* **Given problem**: Reproduce all of the records below, replacing every occurrence of "Quickstart" with "Usage note" and leaving everything else unchanged. Omit the pictures from your answer.

* **Data shown**:
- - -

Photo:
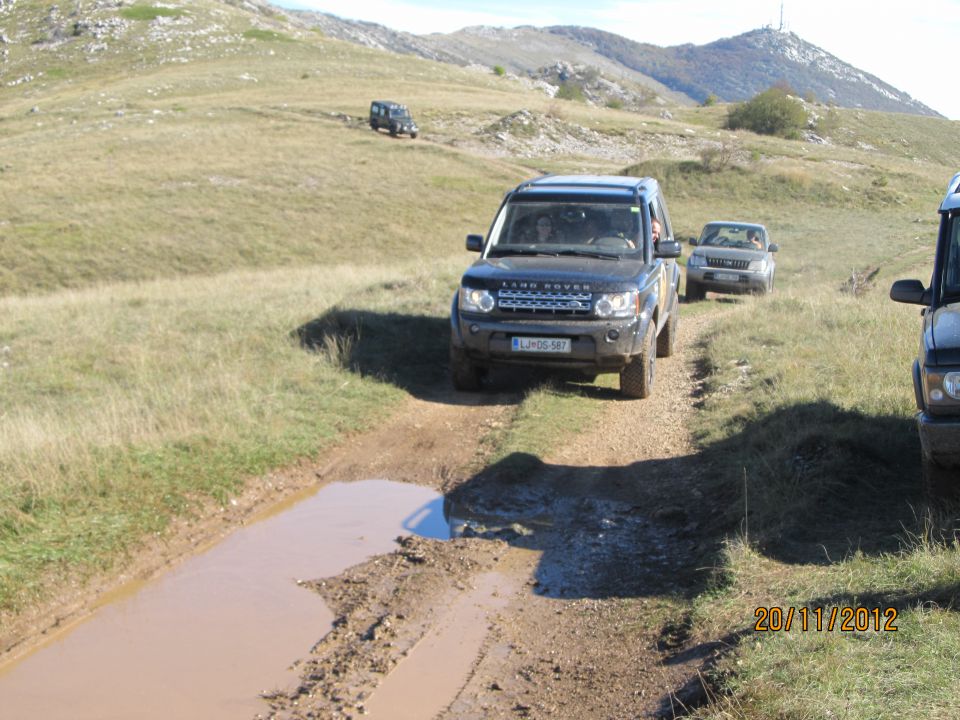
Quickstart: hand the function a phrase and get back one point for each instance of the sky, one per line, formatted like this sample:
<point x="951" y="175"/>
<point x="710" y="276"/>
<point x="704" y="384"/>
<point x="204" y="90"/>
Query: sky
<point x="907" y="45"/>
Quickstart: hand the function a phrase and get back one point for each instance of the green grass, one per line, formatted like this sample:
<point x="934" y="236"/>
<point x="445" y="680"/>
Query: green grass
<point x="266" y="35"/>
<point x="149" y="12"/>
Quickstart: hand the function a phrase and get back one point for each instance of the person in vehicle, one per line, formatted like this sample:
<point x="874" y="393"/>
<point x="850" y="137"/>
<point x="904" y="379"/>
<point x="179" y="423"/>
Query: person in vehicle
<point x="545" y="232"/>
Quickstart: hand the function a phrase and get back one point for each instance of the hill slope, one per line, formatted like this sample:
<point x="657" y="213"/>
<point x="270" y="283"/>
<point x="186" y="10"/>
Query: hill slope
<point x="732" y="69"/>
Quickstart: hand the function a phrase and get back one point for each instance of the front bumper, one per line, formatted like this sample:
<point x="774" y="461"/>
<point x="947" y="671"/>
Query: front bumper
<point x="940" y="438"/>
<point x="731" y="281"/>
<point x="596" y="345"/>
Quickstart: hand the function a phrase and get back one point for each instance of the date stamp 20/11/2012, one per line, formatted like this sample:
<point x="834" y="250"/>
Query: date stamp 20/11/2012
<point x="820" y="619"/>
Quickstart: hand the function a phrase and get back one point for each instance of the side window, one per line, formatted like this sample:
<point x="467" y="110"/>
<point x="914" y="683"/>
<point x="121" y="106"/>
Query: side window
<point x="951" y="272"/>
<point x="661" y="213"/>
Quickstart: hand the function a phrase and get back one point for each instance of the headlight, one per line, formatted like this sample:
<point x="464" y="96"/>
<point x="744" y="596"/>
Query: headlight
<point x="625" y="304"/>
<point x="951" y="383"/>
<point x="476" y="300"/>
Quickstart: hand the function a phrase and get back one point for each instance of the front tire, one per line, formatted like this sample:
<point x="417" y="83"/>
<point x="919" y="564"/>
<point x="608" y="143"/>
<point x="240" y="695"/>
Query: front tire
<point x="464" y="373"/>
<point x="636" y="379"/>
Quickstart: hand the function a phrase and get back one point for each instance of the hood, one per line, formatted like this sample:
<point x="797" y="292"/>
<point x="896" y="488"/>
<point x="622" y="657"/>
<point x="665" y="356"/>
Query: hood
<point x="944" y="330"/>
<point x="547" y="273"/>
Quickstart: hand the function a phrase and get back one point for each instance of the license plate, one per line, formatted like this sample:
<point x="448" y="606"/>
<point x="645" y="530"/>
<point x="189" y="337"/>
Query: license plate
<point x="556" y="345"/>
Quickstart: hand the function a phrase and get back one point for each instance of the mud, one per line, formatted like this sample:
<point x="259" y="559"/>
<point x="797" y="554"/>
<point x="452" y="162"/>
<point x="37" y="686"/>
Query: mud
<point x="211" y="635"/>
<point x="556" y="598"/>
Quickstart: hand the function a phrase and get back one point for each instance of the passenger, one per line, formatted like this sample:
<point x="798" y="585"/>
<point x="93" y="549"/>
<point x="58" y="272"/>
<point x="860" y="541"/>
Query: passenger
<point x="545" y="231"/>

- - -

* **Written solution**:
Photo:
Usage note: hand the function a phrase and get back one point for each instance of the sky, one per line, formatted like this sample:
<point x="951" y="175"/>
<point x="710" y="276"/>
<point x="704" y="384"/>
<point x="204" y="90"/>
Query: sky
<point x="907" y="45"/>
Usage note: hand the function a phrase and get back one point for each instance of the green grass, one per line, formatted like this sample:
<point x="934" y="236"/>
<point x="445" y="680"/>
Query: green grass
<point x="266" y="35"/>
<point x="149" y="12"/>
Usage note: hand the function a phrase and get back one point for each instance of the person in vehicle, one per line, formatted like this sample:
<point x="874" y="393"/>
<point x="850" y="137"/>
<point x="904" y="379"/>
<point x="179" y="423"/>
Query: person in vehicle
<point x="545" y="232"/>
Usage note: hand the function a phrase and get back one point for each instance of the hill slope, one per line, formatted like this sample:
<point x="657" y="213"/>
<point x="270" y="283"/>
<point x="186" y="10"/>
Query: hill slope
<point x="732" y="69"/>
Usage note: hand the function a phrase and get back one point for each instance of the front bumper, one per line, formatted like this sample:
<point x="774" y="461"/>
<point x="947" y="671"/>
Query: front bumper
<point x="940" y="438"/>
<point x="731" y="281"/>
<point x="596" y="345"/>
Usage note: hand the function a phrase and get back one point for each instance of the date stamp 20/11/2012, one per line, formatted like this sample:
<point x="834" y="250"/>
Query: date stamp 20/11/2012
<point x="820" y="619"/>
Usage note: hand the function a phrase and get back one point for each instance of the side window, one per line, formatted like this sample:
<point x="467" y="110"/>
<point x="914" y="683"/>
<point x="121" y="106"/>
Query: side window
<point x="951" y="272"/>
<point x="661" y="213"/>
Usage note: hand the function a phrase and get back one point for each instance of the headlight, one per line, formatted like this sample:
<point x="464" y="96"/>
<point x="744" y="596"/>
Query: headlight
<point x="625" y="304"/>
<point x="951" y="383"/>
<point x="476" y="300"/>
Usage note: hand the function a phrase and get back one point for each instance of the front tire, one per line, formatted like this sample:
<point x="417" y="83"/>
<point x="919" y="564"/>
<point x="608" y="143"/>
<point x="240" y="695"/>
Query: front tire
<point x="464" y="373"/>
<point x="636" y="379"/>
Usage note: hand the function a phrase and get back one point for each instance of the hood, one per line, formatted like this sample:
<point x="797" y="292"/>
<point x="896" y="488"/>
<point x="622" y="657"/>
<point x="665" y="356"/>
Query: hood
<point x="944" y="330"/>
<point x="547" y="273"/>
Usage note: hand the function a phrase and get back one point for each instance of the license plate, one per line, formatted like this sample:
<point x="448" y="606"/>
<point x="645" y="530"/>
<point x="189" y="337"/>
Query: license plate
<point x="556" y="345"/>
Usage note: hand the function a phrase and get back one point for each instance of the mud, one per line, formatted like this sample:
<point x="259" y="559"/>
<point x="797" y="554"/>
<point x="452" y="162"/>
<point x="37" y="686"/>
Query: mud
<point x="211" y="635"/>
<point x="556" y="598"/>
Usage note: hand the function a phrase and get back one point for each instance of the passenger, one per line, formatted like this sample:
<point x="798" y="585"/>
<point x="93" y="549"/>
<point x="58" y="272"/>
<point x="860" y="541"/>
Query: passenger
<point x="545" y="231"/>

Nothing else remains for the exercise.